**RECORDS TO USE:**
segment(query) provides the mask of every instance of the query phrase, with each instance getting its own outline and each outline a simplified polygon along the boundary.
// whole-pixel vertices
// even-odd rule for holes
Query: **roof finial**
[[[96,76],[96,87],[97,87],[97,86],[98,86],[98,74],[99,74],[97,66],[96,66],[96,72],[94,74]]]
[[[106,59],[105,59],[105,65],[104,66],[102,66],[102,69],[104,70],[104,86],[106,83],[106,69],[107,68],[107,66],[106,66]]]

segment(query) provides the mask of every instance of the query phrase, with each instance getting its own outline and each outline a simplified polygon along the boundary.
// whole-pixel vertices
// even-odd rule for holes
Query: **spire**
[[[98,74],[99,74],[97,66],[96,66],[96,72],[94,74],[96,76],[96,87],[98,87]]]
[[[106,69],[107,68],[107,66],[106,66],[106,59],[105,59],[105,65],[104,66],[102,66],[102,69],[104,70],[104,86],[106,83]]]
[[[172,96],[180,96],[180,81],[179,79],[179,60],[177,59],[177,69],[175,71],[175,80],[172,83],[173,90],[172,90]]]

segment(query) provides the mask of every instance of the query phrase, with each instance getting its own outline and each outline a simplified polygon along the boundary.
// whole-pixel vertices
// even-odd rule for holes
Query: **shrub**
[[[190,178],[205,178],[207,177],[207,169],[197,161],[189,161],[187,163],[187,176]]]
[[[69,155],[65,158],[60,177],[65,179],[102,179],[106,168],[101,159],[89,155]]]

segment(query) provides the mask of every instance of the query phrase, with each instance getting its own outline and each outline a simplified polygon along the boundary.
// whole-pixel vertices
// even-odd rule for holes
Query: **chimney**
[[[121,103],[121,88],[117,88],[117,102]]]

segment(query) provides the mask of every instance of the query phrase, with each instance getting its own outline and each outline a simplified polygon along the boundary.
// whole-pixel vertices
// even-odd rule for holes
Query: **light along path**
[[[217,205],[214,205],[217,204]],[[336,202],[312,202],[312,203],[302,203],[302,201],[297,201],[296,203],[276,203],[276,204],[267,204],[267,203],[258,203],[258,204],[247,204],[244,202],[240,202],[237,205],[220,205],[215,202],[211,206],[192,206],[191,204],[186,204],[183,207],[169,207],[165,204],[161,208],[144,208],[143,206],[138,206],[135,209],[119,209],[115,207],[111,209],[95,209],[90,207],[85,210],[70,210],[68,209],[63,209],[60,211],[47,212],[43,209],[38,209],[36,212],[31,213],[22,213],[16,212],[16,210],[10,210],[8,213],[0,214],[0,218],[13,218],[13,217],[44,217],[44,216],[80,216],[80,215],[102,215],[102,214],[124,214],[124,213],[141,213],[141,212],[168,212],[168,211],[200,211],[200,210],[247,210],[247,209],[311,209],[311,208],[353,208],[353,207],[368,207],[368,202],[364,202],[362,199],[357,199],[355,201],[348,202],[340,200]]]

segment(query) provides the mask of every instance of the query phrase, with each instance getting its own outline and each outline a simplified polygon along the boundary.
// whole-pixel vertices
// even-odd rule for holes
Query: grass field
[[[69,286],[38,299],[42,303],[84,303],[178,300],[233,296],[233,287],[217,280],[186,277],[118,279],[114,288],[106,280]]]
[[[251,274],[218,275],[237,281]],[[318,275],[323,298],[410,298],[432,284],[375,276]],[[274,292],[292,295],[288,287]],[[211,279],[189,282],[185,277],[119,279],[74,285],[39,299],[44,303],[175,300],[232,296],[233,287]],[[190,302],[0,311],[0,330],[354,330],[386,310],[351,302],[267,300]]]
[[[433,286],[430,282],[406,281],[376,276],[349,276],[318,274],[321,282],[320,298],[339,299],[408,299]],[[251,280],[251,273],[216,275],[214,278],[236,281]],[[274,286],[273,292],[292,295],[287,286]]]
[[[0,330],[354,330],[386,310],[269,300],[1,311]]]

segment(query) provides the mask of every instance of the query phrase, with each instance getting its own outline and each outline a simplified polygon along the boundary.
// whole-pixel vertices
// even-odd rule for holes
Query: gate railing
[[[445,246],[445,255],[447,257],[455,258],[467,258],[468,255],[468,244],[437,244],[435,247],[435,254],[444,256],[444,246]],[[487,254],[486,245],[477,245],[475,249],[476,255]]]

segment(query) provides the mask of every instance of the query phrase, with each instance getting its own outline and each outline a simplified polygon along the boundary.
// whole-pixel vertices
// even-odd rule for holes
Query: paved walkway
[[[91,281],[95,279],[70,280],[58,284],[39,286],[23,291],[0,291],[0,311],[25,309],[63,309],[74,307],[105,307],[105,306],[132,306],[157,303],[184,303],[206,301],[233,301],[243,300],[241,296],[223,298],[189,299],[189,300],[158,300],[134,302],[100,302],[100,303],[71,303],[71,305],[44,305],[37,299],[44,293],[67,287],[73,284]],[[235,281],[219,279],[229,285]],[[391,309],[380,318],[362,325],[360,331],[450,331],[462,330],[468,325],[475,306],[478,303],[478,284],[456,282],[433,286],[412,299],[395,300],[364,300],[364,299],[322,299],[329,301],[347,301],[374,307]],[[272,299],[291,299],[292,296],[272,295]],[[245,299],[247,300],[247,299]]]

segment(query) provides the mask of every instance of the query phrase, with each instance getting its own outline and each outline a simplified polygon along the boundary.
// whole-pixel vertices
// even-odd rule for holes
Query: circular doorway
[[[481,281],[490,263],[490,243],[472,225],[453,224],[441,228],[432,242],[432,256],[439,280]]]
...
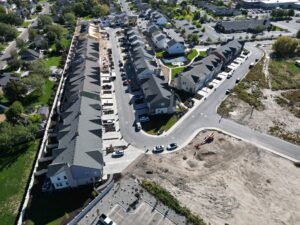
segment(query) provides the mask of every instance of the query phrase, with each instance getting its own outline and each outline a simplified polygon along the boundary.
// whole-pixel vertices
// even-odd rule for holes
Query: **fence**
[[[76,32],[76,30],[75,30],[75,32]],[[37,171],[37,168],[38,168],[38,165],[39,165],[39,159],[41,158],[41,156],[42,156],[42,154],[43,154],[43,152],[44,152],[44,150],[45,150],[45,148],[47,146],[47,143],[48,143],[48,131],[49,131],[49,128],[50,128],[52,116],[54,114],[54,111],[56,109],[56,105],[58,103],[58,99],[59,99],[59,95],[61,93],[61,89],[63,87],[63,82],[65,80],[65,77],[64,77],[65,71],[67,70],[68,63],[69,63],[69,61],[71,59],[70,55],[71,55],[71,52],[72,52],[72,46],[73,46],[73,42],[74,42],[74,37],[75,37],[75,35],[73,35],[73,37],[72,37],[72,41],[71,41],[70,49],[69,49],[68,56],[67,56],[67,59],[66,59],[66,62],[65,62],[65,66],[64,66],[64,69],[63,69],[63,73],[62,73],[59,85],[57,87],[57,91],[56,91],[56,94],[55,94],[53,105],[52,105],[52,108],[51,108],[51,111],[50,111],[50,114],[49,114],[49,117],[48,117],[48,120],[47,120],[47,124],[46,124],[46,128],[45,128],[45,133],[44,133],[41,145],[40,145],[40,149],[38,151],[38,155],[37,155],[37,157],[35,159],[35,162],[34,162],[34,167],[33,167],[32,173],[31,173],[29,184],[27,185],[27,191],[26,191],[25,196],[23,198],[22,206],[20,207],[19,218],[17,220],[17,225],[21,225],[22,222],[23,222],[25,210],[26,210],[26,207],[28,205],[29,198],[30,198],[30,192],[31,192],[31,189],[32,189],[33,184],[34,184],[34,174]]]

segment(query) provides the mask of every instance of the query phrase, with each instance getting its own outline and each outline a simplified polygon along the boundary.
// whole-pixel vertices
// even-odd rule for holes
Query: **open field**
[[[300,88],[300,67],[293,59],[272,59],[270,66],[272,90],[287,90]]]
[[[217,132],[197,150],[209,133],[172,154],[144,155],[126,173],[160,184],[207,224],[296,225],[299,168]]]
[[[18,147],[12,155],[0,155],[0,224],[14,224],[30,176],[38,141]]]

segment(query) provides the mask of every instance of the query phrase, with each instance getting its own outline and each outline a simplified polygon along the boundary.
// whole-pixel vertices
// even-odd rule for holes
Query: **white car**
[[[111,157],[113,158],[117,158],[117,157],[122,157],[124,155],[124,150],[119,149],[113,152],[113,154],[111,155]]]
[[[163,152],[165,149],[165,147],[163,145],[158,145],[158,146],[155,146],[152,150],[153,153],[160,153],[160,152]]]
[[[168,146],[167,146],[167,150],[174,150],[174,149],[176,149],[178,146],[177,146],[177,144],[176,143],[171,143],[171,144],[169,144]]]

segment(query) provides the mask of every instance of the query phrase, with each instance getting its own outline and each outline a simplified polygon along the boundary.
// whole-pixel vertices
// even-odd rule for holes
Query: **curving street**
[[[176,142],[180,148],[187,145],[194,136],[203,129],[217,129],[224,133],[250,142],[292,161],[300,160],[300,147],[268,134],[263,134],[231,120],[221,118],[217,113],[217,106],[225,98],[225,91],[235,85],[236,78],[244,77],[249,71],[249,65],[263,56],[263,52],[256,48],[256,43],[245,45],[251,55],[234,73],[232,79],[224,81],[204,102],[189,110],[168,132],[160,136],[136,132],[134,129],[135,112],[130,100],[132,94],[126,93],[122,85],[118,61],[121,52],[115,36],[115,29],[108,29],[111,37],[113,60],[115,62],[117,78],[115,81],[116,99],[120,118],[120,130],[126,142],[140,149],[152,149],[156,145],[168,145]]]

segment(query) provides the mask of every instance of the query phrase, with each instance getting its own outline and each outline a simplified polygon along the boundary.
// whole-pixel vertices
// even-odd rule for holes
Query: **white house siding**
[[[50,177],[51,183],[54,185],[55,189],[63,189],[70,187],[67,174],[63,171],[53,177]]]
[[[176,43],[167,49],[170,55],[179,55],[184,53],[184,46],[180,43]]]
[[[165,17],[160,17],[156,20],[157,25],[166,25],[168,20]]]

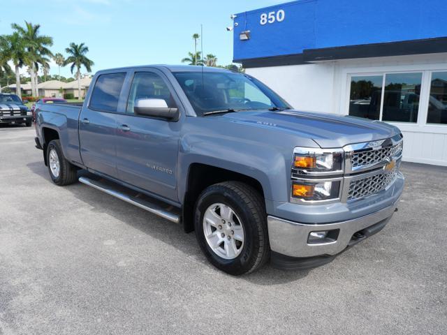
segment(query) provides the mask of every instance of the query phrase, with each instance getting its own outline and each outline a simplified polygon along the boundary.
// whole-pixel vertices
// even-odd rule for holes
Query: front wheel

**YOUR GOAL:** Find every line in the rows above that contains the string "white" and copy each of those lines. Letter case counts.

**WORKED ANSWER:**
Query: **white car**
Query: **white house siding**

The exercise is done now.